[Start of Attachment]

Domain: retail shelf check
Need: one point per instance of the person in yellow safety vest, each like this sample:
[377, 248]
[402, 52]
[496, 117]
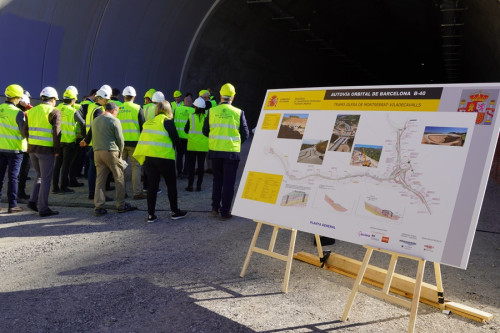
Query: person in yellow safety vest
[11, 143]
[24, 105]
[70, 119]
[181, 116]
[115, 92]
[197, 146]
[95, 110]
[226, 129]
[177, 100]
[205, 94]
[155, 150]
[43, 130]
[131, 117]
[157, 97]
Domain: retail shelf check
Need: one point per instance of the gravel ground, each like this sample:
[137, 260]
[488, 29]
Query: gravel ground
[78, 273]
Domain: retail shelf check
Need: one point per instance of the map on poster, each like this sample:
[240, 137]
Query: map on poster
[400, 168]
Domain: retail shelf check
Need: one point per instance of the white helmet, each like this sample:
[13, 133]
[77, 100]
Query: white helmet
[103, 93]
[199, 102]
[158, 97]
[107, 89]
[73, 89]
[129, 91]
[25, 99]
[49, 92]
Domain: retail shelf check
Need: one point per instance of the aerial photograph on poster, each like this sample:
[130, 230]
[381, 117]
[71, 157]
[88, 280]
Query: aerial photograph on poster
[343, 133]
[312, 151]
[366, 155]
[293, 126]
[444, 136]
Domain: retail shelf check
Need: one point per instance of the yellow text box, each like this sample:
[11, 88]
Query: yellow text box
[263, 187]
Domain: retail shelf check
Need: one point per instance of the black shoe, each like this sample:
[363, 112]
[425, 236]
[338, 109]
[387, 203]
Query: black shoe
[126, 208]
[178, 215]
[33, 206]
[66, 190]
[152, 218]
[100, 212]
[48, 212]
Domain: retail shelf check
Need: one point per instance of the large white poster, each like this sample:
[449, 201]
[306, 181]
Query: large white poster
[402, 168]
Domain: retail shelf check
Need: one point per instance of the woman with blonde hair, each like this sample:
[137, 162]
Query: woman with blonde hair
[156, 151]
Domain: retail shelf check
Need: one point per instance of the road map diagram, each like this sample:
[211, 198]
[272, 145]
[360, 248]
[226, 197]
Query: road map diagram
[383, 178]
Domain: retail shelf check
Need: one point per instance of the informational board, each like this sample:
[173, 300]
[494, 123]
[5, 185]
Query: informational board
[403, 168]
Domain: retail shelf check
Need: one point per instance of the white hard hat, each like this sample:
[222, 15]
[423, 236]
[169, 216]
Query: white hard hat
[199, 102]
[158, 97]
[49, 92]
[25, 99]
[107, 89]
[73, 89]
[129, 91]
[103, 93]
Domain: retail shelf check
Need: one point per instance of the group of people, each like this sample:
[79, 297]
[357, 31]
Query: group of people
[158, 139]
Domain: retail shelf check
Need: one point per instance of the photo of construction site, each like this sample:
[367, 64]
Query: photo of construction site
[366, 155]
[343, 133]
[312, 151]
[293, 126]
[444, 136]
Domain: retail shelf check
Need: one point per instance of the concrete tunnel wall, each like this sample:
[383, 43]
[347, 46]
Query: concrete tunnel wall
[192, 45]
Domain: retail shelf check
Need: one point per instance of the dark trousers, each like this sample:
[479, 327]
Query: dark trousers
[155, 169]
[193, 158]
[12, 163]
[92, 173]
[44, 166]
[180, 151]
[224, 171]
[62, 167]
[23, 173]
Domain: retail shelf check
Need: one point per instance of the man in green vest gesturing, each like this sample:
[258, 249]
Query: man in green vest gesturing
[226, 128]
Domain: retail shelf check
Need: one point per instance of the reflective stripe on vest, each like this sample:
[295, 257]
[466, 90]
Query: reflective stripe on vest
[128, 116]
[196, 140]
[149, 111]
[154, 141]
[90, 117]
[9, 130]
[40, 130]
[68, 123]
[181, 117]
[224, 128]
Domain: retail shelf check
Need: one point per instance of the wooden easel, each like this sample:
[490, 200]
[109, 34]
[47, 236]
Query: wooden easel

[End of Attachment]
[Start of Attachment]

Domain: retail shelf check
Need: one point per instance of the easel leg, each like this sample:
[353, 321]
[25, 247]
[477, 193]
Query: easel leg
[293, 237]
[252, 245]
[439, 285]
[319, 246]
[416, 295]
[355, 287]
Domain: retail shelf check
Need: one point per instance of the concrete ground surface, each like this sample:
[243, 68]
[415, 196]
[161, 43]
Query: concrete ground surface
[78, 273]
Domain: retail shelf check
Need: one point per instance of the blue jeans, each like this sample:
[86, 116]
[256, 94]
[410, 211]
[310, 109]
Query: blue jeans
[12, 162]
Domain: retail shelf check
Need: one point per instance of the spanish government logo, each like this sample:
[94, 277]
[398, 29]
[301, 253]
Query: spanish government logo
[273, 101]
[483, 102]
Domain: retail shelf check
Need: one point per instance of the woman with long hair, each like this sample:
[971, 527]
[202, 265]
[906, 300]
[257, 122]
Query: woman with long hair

[End of Attachment]

WHAT THE TASK ASKS:
All lines with the word "long" should be copied from the material above.

EXERCISE RESPONSE:
Need: one point per instance of the woman with long hair, each like this sample:
Query: woman with long hair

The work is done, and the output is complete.